● **ACTION ITEM**
Write out, word for word, the part of the forum thread on waterproofing sealers that begins with the words containing "## Dubya (Oct" and ends with "mustang91302 (Nov 5, 2012)".

● **TEXT SEGMENT**
★ ★ ★ ★ ★ ★ ★
# Waterproofing, non-toxic sealer??



## Little Wise Owl (Oct 11, 2012)

*This isn't exclusively about tegu housing but a tegu is included. lol*

My boyfriend and I are in the process of making enclosures for the following:

Argentine Tegu
Pacman Frog
Emperor Scorpions
Leopard Gecko (although I'm not too worried about sealants for her)

And we're not sure what to use to waterproof the insides. I've heard of using Drylok but I'm unsure of its safety for something like a Pacman frog.

HALP


----------



## TeguBlake (Oct 11, 2012)

I used pluming non-toxic dap, and my little guy is healthy and happy in his 8x3x3


Comes white or clear


----------



## james.w (Oct 11, 2012)

Look into FRP (fiberglass reinforced plastic) and aquarium silicone.


----------



## Skeetzy (Oct 11, 2012)

I'm 99% positive drylok is pond safe, so it should be fine for all of them. But I don't have experience with it and all of those animals so I'd do a little more research.


----------



## LizardzRock (Oct 11, 2012)

Yea Drylok is safe as long as it has adamant curing time. Its a masonry sealant that works on wood pretty well.



Skeetzy said:


> I'm 99% positive drylok is pond safe, so it should be fine for all of them. But I don't have experience with it and all of those animals so I'd do a little more research.


----------



## Dubya (Oct 11, 2012)

Drylok has silica in it. I did not use it for that reason. Tegus scratch at the sides and bottom and I didnt want silica particles getting in his nose or eyes. I used Glidden porch and floor latex paint and it worked great.


----------



## mustang91302 (Nov 5, 2012)

I used fish tank sealant for my crested geckoes about a year ago and they are doing fine


----------



## HeatherN (Nov 5, 2012)

i used polycrylic and it works like a charm and dries quickly! its water based and low fume, perfect for me


----------



## chriswizz (Nov 5, 2012)

I used g4 its a plasticote product, design for sealing concrete ponds, animal safe once cured, it's as hard as nails, 100% water tight & proof. Brilliant stuff.[attachment=5695]

Sent from my HTC One S using Tapatalk 2
[attachment=5697]

Sent from my HTC One S using Tapatalk 2


----------



## Dubya (Nov 5, 2012)

chriswizz said:


> I used g4 its a plasticote product, design for sealing concrete ponds, animal safe once cured, it's as hard as nails, 100% water tight & proof. Brilliant stuff.
> 
> Sent from my HTC One S using Tapatalk 2
> 
> ...





I wish I had known about that stuff when I built my cage! That stuff looks Like a great idea.


----------
★ ★ ★ ★ ★ ★ ★
Stored entries:
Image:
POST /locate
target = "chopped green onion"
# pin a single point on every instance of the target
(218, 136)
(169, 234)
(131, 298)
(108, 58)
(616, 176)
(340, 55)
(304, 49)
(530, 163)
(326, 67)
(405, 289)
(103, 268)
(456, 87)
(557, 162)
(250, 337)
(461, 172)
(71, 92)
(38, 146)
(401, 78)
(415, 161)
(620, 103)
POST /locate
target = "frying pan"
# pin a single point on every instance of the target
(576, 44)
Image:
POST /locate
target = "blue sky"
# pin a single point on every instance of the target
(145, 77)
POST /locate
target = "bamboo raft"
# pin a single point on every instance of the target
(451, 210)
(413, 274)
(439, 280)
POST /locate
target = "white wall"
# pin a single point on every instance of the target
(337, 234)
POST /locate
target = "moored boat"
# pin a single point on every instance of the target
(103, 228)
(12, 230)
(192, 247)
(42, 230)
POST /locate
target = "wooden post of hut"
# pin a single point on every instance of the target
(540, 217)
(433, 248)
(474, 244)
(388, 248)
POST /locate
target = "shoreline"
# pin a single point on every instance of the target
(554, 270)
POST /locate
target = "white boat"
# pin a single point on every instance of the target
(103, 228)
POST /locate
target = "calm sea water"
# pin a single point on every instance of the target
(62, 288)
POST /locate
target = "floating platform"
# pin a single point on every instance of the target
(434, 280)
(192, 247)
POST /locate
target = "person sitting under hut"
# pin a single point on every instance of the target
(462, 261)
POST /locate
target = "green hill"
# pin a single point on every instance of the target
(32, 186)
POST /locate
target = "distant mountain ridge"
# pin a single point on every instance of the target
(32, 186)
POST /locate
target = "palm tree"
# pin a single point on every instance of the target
★ ★ ★ ★ ★ ★ ★
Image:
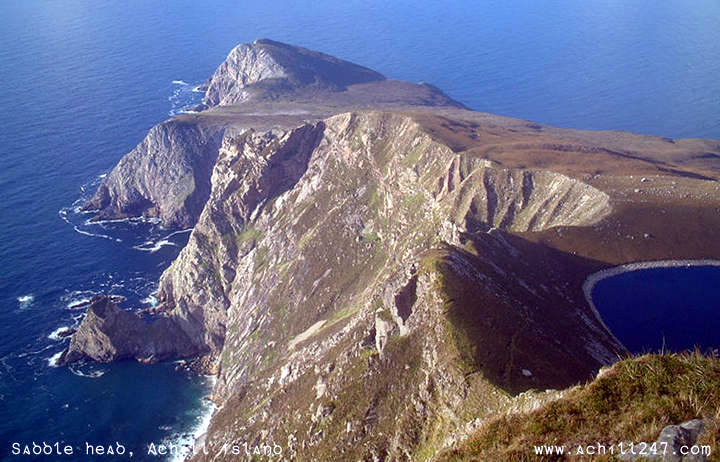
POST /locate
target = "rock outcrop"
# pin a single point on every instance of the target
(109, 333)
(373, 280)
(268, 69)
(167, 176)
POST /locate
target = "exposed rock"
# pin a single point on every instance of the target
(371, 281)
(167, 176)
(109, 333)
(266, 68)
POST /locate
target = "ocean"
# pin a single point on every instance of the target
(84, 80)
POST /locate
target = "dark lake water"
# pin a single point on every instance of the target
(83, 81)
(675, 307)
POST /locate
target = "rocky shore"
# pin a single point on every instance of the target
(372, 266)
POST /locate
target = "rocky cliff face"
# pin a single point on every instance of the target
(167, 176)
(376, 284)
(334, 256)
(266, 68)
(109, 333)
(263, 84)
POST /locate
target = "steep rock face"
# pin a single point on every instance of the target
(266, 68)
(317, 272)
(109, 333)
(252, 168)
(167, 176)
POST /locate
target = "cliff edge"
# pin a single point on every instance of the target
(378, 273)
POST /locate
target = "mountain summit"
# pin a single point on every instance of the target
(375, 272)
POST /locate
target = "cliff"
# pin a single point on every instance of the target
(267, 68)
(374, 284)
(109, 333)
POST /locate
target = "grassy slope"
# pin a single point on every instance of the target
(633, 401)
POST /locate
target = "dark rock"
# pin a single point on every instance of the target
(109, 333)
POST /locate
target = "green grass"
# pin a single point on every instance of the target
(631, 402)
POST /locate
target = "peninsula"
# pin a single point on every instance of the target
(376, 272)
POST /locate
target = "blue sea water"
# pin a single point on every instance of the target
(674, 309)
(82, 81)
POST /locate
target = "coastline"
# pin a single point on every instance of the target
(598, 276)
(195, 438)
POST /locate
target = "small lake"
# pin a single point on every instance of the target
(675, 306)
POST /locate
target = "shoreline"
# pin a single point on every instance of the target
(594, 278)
★ ★ ★ ★ ★ ★ ★
● **EXERCISE SOLUTION**
## Dubya (Oct 11, 2012)

Drylok has silica in it. I did not use it for that reason. Tegus scratch at the sides and bottom and I didnt want silica particles getting in his nose or eyes. I used Glidden porch and floor latex paint and it worked great.


----------



## mustang91302 (Nov 5, 2012)